__YOUR GOAL__. Copy each line in the data below that contains the word "with".

[Referring expression data]
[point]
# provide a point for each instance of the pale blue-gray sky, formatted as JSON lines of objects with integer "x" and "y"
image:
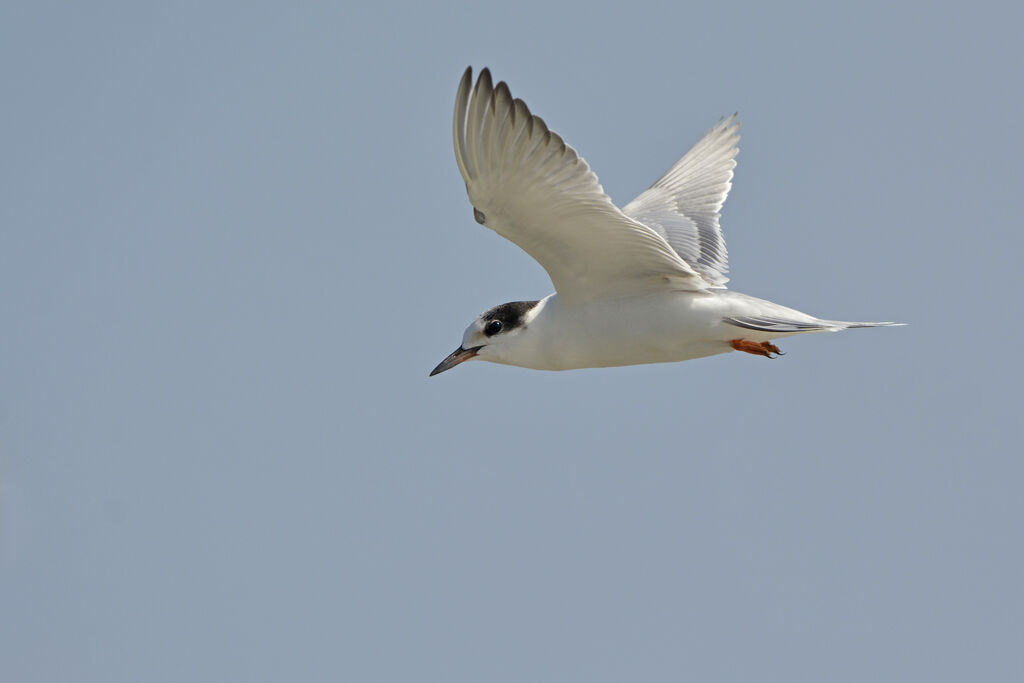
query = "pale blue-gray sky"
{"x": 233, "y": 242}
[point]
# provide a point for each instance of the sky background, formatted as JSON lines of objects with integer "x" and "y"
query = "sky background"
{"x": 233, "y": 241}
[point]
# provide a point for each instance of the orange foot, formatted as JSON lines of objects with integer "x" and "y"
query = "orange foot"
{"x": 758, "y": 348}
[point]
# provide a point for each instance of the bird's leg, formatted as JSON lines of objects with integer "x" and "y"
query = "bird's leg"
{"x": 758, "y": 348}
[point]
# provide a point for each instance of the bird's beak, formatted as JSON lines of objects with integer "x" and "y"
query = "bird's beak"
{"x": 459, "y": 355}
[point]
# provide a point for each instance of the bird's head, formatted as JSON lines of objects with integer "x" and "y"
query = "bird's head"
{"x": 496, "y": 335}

__EXERCISE OUTPUT__.
# provide a point for each instance of the pale blue-gray sky, formatted as JSON lines of objects with integer "x" and "y"
# provide a point for each instance of the sky background, formatted as JSON lines of objects with integer "x" and "y"
# provide a point for each instance of the orange foot, formatted as JSON lines of objects with integer "x" and "y"
# provide a point for each instance of the bird's leg, formatted as JSON lines of objects with integer "x" and "y"
# provide a point for each instance of the bird's beak, formatted as JSON lines of objects with integer "x" and "y"
# provide a point for each instance of the bird's head, formatted as JSON lines of objects with integer "x" and "y"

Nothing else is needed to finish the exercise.